Exercise: Rewrite the records below with every "Segment out" changed to "Locate" and all other text left as it is. Omit the pictures from your version.

## START

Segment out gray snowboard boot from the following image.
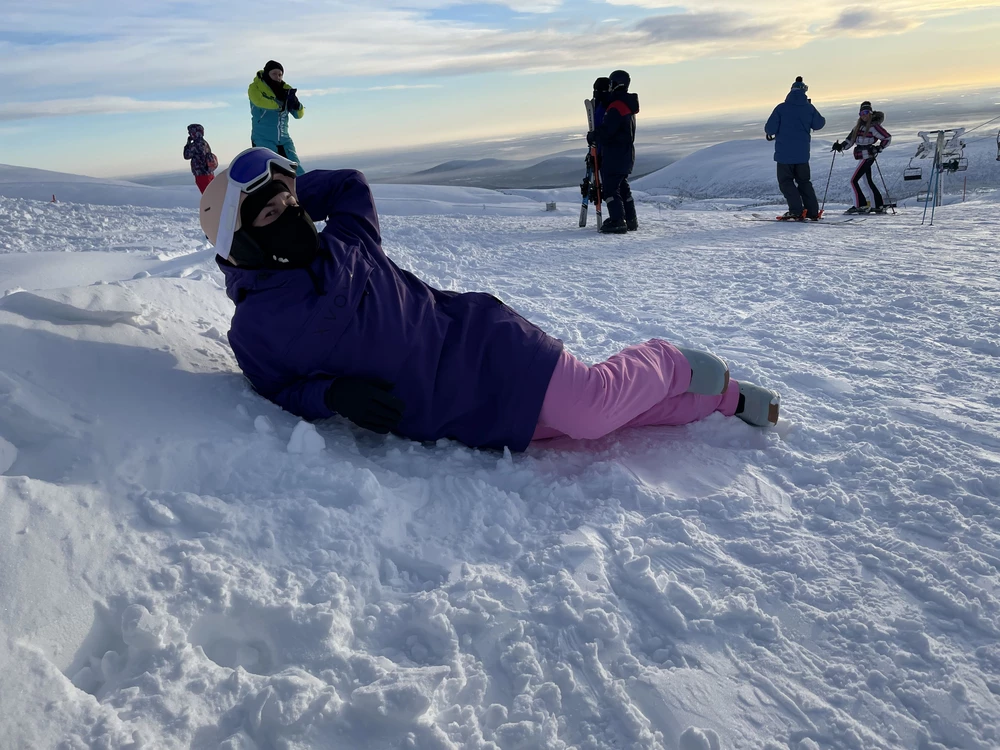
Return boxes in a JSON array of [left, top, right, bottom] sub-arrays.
[[736, 383, 781, 427], [677, 346, 729, 396], [625, 198, 639, 232]]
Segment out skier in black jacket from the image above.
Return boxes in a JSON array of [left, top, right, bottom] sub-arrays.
[[587, 70, 639, 234]]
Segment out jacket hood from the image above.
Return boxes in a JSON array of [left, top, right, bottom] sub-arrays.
[[254, 70, 292, 91], [607, 91, 639, 115], [785, 89, 809, 107]]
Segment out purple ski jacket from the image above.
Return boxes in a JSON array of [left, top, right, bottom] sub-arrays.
[[217, 169, 562, 451]]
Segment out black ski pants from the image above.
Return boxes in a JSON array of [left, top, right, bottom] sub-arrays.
[[601, 168, 632, 222], [778, 162, 819, 217], [851, 158, 883, 208]]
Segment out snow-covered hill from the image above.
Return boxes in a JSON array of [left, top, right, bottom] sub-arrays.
[[632, 133, 1000, 205], [0, 160, 1000, 750]]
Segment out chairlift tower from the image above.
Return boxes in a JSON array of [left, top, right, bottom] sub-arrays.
[[903, 128, 964, 225]]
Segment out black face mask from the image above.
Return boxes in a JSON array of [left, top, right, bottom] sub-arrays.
[[230, 206, 319, 269]]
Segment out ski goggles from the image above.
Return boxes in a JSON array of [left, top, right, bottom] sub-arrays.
[[215, 146, 297, 258]]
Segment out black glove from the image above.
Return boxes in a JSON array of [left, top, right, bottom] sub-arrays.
[[324, 377, 406, 435]]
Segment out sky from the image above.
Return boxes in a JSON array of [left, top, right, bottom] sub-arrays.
[[0, 0, 1000, 177]]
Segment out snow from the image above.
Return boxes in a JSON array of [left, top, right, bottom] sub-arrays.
[[0, 150, 1000, 750]]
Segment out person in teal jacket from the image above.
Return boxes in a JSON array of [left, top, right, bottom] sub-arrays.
[[247, 60, 306, 175]]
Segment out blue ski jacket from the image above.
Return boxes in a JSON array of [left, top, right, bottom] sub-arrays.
[[216, 169, 562, 451], [764, 89, 826, 164], [594, 91, 639, 175]]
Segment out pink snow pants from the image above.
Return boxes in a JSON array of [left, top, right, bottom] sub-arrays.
[[531, 339, 740, 440]]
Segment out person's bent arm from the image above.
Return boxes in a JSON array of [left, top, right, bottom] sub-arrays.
[[296, 169, 382, 243], [262, 376, 334, 422], [247, 83, 281, 109]]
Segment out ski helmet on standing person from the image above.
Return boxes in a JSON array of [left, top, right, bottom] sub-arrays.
[[608, 70, 632, 91]]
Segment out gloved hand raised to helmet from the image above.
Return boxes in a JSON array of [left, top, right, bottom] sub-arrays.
[[324, 376, 406, 435]]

## END

Finished answer:
Locate gray snowboard boot from the following image.
Return boxes in a JSON array of [left, top, right, bottom] sub-arrays.
[[736, 383, 781, 427], [677, 346, 729, 396], [625, 198, 639, 232]]
Locate skier in black jacket from the image above.
Return boxes in a JSON array of [left, top, right, bottom] sub-arrays.
[[587, 70, 639, 234]]
Locate jacket hood from the image above.
Return boxes in a JSON array of [left, top, right, bottom] sub-arrays.
[[254, 70, 292, 91], [607, 91, 639, 115], [785, 89, 809, 107]]
Locate purple ski jacket from the image above.
Return boxes in a JSON array of [left, top, right, bottom] sub-arrays.
[[217, 169, 562, 451]]
Locate black ski pants from the image above.
Return boxes in a JSON array of [left, top, right, bottom] sub-arrays.
[[601, 168, 632, 222], [778, 162, 819, 217], [851, 158, 883, 208]]
Locate snow-covered hill from the image above.
Return boxes in a JSON array of [left, top, right, bottom] sub-arrays.
[[632, 133, 1000, 205], [0, 160, 1000, 750]]
Locate chairlift tower from the image above.
Return boxes in a JSON array of [left, top, right, bottom] sub-arrays.
[[903, 128, 964, 225]]
Locate black face mask from the image above.
Return boxes in a JSON array of [left, top, right, bottom] sub-arrays.
[[230, 206, 319, 269]]
Locate ski goggles from the image above.
Return boxes in a JSON array of [left, top, right, bottom] sub-arrays.
[[215, 146, 297, 258]]
Locate black glove from the image above.
Return boxes in a JSON array of [left, top, right, bottom] sub-arrays.
[[324, 377, 406, 435]]
Locate sky from the image above.
Return boxes in a JSON array of [left, top, right, bottom] sub-arrays.
[[0, 0, 1000, 177]]
Locate snow from the image above.
Return boxes in a JSON array of [left, top, right, bottom] sub-arrays.
[[0, 150, 1000, 750]]
Locate person in teal jacket from the image above.
Return boxes in a JSON array of [left, top, right, bottom] sub-arrays.
[[247, 60, 306, 175]]
Locate blue ski jacket from the image above.
Return boxes in a JSON array of [left, top, right, bottom] sub-arrays.
[[216, 169, 562, 451], [764, 89, 826, 164], [594, 91, 639, 175]]
Locate pink snow pants from the image above.
Return boxes in a JSON array of [left, top, right, bottom] sub-arrays.
[[531, 339, 740, 440]]
Locate person's bent arm from the image above.
Return boxes in a JSON array of [left, top, right, bottom] sub-arrays.
[[296, 169, 382, 243], [262, 376, 334, 422], [247, 83, 281, 109]]
Locate ski helmet on standing person from the image above.
Return boxes in a JSON array of [left, top, right, bottom] sub-arrays.
[[608, 70, 632, 91]]
Locate gloved hand raised to helmet from the image above.
Return boxes in a JSON array of [left, top, right, bottom] sub-arrays.
[[324, 376, 406, 435]]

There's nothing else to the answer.